[Point annotation records]
+===+

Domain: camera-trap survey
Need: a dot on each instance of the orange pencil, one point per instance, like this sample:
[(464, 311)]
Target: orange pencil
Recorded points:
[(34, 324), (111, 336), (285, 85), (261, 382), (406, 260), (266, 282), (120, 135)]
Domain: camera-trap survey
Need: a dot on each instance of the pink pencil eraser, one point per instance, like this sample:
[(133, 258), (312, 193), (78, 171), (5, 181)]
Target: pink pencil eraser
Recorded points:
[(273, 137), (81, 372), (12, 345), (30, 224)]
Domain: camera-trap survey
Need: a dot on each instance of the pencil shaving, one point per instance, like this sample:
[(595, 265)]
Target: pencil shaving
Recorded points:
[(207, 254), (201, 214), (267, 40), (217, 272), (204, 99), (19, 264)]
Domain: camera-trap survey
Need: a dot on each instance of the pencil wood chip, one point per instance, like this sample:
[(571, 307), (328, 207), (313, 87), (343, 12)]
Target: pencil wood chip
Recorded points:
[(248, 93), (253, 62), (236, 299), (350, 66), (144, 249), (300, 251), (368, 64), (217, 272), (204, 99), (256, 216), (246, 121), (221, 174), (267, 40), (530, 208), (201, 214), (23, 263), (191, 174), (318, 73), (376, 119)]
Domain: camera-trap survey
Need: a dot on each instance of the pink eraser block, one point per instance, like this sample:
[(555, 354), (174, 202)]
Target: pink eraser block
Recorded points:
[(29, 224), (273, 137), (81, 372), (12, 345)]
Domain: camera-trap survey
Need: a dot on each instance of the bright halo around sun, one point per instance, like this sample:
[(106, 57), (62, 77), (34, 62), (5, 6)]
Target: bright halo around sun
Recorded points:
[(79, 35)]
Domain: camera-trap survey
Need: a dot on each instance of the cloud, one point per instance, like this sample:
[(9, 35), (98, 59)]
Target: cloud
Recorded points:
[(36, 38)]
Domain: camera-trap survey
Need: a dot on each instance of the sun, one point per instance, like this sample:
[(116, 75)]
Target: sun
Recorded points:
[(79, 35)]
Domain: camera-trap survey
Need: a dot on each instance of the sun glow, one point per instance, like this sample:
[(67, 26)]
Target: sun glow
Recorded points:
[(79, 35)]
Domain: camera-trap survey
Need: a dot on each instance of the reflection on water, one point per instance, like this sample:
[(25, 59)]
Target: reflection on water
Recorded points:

+===+

Rewrite the records above with "wildlife field survey" in place of each occurrence of "camera-trap survey", keeping every other line and character unchanged.

[Result of the task]
Domain: wildlife field survey
Need: a dot on each instance of the orange pencil, one point per instance, like this sample:
[(464, 311)]
Target: orange pencil
Recorded points:
[(34, 324), (111, 336), (285, 85), (261, 382), (406, 260), (266, 282), (120, 135)]
Domain: wildlife field survey
Need: a dot on each instance of the pink pencil eraser, one point per instance, like this sample:
[(133, 258), (312, 193), (78, 171), (5, 181)]
Target: pink pencil eraser
Recorded points:
[(273, 137), (81, 372), (12, 345), (30, 224)]
Domain: wildlife field survey
Need: a dot on each instance of the pencil shaving, one point per instance, like this sample:
[(595, 265)]
Target: pencil shaving
Recorded points:
[(207, 254), (201, 214), (267, 40), (217, 272), (204, 99), (19, 264)]
Domain: wildlife field survey
Need: a dot on each instance of the pencil wood chip, one point per instance, like this sample:
[(571, 307), (328, 207), (313, 87), (343, 12)]
Target: pencil wood chip
Recorded points:
[(248, 93), (253, 62), (236, 299), (350, 66), (144, 249), (300, 251), (368, 64), (217, 272), (204, 99), (256, 216), (246, 121), (221, 174), (267, 40), (530, 208), (201, 214), (23, 263), (191, 174), (318, 73), (376, 119)]
Domain: wildlife field survey
Need: a dot on each instance of the pink eraser block, one point per instance, like this sample:
[(555, 354), (174, 202)]
Target: pink eraser block
Recorded points:
[(29, 224), (273, 137), (81, 372), (12, 345)]
Domain: wildlife field survey
Need: a dot on each instance of the bright halo around sun, one point per instance, like this sample:
[(106, 57), (62, 77), (34, 62), (5, 6)]
Target: bright halo around sun
Recorded points:
[(79, 35)]
Domain: wildlife field survey
Need: a dot on each instance of the cloud, one point per instance, like this sample:
[(9, 35), (98, 59)]
Target: cloud
Recorded points:
[(36, 38)]
Domain: wildlife field survey
Need: a dot on each instance of the sun, one point per instance, like this sample:
[(116, 75)]
Target: sun
Recorded points:
[(79, 35)]
Domain: wildlife field survey
Need: a dot on each instance of the sun glow, one point per instance, like this sample:
[(67, 26)]
Target: sun glow
Recorded points:
[(79, 35)]
Domain: wildlife field survey
Need: a dot on each instance of the reflection on water, one point per instance, like this sample:
[(25, 59)]
Target: reflection on water
Recorded points:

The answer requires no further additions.